**ABOUT THIS TASK:** Go through the listing below and output exactly the line with "Query: black sky", the line with "Target: folded white towel", and each line between; omit the rest.

**RECORDS FOR THIS TASK:**
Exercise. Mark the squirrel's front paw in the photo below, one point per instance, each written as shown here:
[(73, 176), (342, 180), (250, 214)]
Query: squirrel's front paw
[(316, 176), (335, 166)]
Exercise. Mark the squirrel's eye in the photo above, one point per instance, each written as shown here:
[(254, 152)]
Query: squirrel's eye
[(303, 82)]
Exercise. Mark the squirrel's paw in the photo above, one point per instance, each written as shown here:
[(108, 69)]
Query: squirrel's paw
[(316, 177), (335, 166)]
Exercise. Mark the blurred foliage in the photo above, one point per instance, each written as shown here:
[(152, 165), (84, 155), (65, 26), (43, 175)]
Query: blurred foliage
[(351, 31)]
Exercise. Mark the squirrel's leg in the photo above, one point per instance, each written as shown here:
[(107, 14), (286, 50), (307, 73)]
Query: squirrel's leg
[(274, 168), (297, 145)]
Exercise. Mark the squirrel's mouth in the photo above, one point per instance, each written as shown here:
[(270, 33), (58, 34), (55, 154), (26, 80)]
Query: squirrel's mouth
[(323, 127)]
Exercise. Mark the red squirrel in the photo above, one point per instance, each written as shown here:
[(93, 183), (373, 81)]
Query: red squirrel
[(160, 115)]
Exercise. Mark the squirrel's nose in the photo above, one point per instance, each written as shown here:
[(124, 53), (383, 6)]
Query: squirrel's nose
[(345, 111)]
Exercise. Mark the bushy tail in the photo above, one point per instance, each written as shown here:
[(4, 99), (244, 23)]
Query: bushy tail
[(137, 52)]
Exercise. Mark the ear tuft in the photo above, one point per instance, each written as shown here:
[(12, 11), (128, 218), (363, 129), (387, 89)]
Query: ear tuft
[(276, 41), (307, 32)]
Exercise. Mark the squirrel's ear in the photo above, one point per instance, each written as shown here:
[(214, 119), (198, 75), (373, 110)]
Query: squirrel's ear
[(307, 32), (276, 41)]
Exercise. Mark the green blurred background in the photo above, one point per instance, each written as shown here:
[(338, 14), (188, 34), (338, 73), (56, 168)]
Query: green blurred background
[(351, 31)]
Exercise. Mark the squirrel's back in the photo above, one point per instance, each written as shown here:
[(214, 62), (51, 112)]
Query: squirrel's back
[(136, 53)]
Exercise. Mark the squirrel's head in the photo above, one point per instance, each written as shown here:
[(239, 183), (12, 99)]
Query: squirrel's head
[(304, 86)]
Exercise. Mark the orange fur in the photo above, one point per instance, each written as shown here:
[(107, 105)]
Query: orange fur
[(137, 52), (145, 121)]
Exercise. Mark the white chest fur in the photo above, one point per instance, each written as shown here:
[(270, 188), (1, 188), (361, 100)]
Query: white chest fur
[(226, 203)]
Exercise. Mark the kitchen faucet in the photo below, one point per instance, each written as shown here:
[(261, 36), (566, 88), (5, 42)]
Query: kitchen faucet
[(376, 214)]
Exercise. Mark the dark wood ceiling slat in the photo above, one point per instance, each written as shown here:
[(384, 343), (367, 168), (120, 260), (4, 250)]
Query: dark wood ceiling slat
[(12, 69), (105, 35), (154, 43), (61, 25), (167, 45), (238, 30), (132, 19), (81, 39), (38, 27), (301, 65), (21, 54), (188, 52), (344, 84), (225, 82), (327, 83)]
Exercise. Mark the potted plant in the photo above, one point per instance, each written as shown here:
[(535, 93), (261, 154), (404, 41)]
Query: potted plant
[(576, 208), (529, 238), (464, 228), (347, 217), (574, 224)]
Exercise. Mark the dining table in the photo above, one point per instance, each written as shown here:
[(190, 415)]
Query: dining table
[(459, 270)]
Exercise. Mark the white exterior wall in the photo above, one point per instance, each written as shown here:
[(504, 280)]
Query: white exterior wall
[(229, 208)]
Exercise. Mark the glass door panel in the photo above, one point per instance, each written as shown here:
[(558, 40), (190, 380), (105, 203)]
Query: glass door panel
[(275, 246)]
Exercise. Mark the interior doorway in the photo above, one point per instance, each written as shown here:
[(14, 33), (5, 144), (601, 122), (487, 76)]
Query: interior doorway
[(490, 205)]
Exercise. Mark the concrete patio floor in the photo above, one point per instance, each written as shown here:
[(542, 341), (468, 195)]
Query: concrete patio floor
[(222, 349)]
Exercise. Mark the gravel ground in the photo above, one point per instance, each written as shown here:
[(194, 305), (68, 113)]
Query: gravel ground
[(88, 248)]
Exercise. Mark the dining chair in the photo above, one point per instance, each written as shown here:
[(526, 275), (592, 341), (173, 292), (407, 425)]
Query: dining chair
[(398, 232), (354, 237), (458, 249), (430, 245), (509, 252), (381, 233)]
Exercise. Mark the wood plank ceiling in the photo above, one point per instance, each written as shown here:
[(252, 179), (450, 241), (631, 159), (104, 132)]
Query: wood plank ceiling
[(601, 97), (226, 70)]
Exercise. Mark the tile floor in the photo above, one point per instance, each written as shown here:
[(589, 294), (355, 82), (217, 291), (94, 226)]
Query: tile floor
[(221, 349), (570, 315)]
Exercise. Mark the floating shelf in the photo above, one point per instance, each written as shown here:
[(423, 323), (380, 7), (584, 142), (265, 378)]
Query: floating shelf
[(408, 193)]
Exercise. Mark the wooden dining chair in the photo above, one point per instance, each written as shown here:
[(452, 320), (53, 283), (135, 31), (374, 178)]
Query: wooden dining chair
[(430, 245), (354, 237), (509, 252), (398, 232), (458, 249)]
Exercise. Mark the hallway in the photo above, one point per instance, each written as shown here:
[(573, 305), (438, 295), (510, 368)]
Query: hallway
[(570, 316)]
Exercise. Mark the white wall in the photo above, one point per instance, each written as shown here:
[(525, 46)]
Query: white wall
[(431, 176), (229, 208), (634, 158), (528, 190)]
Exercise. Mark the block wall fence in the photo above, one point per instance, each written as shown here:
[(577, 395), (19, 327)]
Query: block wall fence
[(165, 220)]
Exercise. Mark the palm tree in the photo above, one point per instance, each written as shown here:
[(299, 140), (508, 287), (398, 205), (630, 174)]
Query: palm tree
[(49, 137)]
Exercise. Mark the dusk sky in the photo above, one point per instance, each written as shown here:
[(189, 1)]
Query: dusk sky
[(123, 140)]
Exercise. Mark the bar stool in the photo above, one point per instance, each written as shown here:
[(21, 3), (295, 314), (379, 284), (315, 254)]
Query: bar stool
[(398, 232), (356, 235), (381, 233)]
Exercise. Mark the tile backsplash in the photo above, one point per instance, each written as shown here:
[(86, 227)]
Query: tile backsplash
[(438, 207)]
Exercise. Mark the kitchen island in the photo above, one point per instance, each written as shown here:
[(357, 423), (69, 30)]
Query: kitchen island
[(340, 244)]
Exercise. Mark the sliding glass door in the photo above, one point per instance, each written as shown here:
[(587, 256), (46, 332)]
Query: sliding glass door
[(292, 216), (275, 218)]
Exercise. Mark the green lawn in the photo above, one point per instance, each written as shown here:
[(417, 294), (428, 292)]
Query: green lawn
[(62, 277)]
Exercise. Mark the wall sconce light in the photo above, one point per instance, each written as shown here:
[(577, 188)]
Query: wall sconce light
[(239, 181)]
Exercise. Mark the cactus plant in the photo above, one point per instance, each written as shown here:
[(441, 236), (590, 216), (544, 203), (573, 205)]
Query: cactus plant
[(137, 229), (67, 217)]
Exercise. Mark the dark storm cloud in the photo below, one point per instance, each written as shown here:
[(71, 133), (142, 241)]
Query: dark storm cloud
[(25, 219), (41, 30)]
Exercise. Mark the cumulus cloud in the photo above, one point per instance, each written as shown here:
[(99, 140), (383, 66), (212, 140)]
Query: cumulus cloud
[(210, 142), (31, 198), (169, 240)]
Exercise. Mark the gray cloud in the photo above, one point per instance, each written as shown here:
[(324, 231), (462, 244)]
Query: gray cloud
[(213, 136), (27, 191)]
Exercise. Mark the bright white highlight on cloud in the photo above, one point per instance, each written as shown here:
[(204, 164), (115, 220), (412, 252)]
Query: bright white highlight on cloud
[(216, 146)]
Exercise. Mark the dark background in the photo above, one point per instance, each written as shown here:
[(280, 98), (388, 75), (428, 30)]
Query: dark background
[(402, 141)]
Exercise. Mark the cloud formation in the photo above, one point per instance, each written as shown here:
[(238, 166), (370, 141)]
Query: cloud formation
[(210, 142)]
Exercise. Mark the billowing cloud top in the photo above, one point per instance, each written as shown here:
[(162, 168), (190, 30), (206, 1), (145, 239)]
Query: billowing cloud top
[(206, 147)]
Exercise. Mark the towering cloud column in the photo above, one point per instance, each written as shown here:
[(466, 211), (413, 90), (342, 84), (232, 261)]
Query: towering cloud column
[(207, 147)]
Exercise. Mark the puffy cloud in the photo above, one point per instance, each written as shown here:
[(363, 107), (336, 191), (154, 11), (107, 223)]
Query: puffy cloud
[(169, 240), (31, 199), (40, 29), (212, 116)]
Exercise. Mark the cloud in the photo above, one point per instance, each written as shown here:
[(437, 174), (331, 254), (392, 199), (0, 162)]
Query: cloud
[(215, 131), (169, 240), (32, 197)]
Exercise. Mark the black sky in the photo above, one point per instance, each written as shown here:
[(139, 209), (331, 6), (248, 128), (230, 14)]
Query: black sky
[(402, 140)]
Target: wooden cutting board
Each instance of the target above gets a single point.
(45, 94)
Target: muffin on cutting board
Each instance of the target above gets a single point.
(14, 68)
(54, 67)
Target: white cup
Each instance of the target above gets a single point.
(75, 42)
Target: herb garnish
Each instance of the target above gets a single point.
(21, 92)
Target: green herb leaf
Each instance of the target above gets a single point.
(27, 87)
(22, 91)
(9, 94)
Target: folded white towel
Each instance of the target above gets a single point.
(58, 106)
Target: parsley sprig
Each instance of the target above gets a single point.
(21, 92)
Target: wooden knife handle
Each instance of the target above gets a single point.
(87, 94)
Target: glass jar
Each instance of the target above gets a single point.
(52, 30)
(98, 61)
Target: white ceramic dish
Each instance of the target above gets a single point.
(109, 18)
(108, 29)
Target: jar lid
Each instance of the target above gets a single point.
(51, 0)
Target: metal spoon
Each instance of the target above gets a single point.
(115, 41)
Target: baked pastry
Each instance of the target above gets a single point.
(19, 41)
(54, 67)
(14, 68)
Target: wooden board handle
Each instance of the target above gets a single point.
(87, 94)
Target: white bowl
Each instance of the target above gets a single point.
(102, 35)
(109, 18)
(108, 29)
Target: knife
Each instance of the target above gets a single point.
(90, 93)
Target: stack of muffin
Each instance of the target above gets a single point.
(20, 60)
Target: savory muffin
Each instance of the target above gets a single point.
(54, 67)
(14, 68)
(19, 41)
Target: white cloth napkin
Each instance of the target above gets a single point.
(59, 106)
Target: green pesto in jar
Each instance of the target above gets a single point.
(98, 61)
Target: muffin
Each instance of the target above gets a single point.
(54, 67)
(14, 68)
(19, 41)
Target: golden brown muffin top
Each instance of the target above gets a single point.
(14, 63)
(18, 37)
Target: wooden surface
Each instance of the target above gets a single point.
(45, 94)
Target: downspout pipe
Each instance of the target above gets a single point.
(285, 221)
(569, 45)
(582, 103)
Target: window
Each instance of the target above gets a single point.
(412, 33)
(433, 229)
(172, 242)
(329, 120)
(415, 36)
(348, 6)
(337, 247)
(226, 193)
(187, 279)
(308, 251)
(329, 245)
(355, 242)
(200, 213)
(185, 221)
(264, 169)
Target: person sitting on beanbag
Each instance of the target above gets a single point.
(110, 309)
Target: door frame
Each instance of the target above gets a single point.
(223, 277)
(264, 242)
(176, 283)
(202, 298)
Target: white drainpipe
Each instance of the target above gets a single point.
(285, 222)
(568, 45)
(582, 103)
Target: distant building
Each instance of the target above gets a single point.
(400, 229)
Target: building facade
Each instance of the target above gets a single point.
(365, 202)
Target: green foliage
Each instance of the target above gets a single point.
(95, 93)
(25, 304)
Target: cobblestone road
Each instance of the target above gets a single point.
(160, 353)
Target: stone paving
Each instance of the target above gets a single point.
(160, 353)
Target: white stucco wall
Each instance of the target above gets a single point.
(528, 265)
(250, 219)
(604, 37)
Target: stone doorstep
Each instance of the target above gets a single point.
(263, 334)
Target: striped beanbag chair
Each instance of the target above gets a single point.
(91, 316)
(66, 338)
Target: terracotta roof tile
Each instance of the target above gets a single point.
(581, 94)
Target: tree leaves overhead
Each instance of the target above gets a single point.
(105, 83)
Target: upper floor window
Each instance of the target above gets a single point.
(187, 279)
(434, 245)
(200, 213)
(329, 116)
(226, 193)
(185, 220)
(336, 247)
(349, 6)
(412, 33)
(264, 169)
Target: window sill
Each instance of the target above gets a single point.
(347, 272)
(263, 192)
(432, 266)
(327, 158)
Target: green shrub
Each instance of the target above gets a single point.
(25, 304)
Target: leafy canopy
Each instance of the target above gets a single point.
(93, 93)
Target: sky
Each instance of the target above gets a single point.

**TASK RESULT:**
Query: black sky
[(402, 140)]
Target: wooden cutting board
Each instance of the target above gets a single point.
(45, 94)
Target: muffin on cutting board
Each instance of the target above gets a single point.
(14, 68)
(54, 67)
Target: white cup
Each instance of the target above gets a single point.
(75, 42)
Target: herb garnish
Each instance of the target above gets a single point.
(21, 92)
Target: green herb leaf
Each instance of the target above gets a single point.
(27, 87)
(22, 91)
(9, 94)
Target: folded white towel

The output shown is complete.